Restate word for word the lines of the entries below, starting with the line that holds "Target: cabinet door" and ending with the line that holds "Target: round plate", and no others.

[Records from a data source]
---+---
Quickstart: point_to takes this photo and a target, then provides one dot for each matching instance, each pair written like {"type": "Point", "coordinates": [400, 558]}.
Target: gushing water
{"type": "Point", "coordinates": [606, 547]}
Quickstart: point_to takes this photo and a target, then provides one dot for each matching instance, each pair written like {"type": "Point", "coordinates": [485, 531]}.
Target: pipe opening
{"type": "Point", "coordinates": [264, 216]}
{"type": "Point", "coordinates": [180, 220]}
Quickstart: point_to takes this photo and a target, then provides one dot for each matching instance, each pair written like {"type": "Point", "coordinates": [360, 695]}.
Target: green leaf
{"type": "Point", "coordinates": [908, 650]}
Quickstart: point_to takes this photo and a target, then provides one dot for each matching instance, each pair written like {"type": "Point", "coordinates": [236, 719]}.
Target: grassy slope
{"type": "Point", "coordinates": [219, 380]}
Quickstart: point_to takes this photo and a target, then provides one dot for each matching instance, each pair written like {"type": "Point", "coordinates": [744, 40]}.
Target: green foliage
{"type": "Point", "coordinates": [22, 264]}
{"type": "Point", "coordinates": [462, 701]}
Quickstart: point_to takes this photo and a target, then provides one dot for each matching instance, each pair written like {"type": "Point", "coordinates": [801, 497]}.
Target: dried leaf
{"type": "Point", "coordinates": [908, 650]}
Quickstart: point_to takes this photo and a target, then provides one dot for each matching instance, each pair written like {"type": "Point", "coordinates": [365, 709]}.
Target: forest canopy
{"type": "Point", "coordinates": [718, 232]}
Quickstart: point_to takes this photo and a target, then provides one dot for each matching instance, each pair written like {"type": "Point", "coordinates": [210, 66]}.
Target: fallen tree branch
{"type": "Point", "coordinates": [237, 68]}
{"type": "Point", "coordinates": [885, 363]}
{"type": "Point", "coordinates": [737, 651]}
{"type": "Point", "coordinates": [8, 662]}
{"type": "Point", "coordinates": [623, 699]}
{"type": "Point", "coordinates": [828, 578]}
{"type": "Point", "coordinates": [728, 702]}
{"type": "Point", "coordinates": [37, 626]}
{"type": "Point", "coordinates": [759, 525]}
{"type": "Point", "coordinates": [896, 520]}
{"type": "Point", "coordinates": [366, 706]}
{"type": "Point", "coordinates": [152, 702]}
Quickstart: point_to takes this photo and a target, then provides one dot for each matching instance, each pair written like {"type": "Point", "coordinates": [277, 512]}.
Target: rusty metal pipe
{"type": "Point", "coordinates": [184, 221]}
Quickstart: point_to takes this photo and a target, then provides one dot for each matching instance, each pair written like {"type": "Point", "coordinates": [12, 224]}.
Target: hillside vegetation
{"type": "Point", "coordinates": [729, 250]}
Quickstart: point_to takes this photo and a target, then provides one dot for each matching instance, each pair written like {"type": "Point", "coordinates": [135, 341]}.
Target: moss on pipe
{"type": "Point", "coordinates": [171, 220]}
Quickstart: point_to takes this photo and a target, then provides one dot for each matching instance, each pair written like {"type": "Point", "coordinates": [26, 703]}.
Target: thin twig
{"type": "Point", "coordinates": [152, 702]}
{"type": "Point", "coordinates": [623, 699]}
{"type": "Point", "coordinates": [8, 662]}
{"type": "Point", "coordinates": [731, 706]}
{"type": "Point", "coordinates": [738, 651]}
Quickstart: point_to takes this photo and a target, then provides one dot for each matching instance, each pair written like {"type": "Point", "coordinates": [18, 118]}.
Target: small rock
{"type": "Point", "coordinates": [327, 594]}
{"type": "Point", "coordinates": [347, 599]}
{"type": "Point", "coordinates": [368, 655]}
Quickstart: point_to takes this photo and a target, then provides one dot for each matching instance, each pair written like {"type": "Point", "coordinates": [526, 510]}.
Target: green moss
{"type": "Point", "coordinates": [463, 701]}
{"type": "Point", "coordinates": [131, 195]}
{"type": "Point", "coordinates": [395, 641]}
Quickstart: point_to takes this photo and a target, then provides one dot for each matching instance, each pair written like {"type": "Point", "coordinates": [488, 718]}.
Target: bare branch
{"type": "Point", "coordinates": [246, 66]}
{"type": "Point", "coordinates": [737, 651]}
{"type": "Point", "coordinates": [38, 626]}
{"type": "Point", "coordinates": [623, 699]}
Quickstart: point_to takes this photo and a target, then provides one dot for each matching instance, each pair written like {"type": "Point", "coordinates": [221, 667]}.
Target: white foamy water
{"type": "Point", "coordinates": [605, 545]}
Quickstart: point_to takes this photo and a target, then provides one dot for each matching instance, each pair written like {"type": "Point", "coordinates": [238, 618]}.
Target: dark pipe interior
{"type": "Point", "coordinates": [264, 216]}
---+---
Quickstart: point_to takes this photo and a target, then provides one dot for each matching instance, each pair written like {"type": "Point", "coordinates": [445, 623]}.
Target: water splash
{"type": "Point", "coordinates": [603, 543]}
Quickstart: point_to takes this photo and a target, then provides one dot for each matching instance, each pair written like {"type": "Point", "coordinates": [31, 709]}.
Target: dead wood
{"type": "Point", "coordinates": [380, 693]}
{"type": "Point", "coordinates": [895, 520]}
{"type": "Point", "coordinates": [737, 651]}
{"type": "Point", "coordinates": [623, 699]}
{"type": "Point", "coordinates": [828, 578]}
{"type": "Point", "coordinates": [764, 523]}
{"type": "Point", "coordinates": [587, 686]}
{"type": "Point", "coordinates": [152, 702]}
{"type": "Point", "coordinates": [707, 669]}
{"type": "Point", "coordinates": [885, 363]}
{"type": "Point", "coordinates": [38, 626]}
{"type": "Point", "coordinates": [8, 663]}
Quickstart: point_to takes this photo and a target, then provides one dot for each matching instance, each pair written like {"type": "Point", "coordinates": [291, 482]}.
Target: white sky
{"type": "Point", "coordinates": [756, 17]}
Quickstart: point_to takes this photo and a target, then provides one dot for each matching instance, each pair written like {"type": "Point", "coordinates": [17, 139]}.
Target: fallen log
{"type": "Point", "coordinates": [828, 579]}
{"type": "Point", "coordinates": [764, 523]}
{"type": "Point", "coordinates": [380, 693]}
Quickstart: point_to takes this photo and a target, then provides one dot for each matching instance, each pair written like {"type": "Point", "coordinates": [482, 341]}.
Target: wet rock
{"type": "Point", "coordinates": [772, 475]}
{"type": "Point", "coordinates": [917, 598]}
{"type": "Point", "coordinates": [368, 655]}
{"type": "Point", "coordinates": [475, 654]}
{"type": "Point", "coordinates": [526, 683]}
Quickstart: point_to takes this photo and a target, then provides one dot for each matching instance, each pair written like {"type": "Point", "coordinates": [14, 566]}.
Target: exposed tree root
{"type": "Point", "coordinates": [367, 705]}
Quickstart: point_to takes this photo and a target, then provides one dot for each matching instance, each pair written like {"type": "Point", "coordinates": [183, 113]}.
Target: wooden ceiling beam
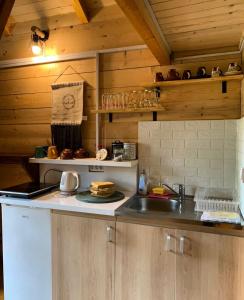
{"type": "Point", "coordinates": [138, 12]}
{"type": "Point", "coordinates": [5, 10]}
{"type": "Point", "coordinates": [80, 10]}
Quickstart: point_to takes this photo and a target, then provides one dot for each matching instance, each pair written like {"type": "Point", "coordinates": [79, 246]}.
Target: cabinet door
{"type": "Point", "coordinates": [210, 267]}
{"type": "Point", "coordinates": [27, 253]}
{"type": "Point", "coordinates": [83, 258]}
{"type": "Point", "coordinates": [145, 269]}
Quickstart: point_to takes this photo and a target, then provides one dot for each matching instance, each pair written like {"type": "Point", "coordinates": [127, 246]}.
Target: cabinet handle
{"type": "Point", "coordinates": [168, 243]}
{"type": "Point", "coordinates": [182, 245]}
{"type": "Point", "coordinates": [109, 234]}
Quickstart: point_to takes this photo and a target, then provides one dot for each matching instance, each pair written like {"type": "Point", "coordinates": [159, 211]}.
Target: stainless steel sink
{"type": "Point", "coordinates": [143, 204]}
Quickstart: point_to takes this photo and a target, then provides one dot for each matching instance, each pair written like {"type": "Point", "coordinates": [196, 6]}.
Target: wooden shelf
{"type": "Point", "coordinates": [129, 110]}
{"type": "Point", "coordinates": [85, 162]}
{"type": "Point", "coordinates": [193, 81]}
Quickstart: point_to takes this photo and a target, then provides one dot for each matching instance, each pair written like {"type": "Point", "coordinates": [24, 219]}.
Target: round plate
---+---
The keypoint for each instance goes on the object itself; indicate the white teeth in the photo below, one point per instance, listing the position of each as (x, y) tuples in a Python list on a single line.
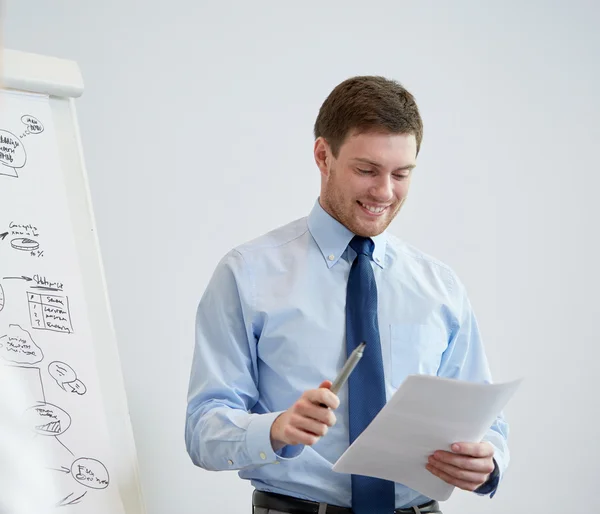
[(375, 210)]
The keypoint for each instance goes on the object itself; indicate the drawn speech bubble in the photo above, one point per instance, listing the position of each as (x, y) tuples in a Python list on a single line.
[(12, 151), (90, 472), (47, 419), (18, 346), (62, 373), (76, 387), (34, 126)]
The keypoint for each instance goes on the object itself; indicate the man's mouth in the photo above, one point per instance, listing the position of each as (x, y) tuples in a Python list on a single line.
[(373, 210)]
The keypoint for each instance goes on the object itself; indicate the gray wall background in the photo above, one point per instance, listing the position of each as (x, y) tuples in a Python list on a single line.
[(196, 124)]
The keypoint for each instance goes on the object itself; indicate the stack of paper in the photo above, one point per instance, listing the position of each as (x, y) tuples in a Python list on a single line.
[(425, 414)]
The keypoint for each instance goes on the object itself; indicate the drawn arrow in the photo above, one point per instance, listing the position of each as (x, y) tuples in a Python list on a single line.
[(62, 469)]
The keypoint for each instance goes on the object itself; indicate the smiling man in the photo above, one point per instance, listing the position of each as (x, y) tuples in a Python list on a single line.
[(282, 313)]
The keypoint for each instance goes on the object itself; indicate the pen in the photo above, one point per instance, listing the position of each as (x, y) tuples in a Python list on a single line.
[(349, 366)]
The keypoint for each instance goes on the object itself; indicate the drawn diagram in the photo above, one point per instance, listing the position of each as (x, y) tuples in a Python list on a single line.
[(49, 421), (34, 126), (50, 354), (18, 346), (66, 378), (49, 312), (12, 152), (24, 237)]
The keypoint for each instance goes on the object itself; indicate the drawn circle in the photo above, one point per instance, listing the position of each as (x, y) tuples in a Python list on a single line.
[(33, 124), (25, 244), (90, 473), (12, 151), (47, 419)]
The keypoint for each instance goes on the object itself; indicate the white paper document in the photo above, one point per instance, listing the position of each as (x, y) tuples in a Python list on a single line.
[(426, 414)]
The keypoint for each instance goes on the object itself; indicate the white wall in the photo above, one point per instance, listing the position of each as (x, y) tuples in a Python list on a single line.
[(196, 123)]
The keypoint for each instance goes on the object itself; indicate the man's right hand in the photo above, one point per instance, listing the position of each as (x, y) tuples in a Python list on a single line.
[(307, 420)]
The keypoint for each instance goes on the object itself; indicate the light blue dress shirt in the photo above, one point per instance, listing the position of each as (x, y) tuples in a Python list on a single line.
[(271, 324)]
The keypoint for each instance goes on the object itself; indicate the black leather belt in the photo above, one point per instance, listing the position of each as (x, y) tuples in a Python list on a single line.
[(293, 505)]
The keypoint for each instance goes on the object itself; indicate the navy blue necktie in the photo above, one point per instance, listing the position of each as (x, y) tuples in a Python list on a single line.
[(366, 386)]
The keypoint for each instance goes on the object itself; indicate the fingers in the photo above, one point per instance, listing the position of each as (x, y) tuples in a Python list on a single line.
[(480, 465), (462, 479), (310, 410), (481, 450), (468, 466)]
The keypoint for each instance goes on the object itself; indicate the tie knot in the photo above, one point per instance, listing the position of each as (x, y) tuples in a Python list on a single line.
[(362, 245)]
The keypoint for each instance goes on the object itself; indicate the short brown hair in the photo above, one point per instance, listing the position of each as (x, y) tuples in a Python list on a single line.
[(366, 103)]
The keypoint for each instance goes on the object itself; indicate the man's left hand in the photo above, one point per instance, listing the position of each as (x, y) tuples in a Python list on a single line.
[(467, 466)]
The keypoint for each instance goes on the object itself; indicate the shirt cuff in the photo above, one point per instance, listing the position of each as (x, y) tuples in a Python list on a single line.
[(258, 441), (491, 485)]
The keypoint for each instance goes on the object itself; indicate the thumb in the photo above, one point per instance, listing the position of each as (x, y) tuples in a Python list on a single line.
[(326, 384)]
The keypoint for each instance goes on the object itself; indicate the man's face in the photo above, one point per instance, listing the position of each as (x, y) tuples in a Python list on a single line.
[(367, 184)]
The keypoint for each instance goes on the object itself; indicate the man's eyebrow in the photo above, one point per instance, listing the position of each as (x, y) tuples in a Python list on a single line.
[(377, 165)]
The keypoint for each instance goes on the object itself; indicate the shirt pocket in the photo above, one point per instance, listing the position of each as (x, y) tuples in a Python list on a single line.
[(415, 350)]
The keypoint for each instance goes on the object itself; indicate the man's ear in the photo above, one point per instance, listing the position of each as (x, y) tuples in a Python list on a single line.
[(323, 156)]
---+---
» SOLUTION:
Target: cabinet door
{"type": "Point", "coordinates": [210, 267]}
{"type": "Point", "coordinates": [27, 253]}
{"type": "Point", "coordinates": [83, 258]}
{"type": "Point", "coordinates": [145, 269]}
Quickstart: point_to takes this photo and a target, then provides one dot for each matching instance, each pair written like {"type": "Point", "coordinates": [127, 246]}.
Target: cabinet handle
{"type": "Point", "coordinates": [168, 243]}
{"type": "Point", "coordinates": [182, 245]}
{"type": "Point", "coordinates": [109, 234]}
Quickstart: point_to takes this photo and a target, then provides one dot for each matching instance, each pair written like {"type": "Point", "coordinates": [159, 211]}.
Target: stainless steel sink
{"type": "Point", "coordinates": [143, 204]}
Quickstart: point_to takes this photo and a target, then provides one dot for each matching instance, each pair written like {"type": "Point", "coordinates": [196, 6]}.
Target: wooden shelf
{"type": "Point", "coordinates": [129, 110]}
{"type": "Point", "coordinates": [85, 162]}
{"type": "Point", "coordinates": [193, 81]}
Quickstart: point_to takes this photo and a target, then provides one dot for each matching instance, each pair written like {"type": "Point", "coordinates": [24, 219]}.
Target: round plate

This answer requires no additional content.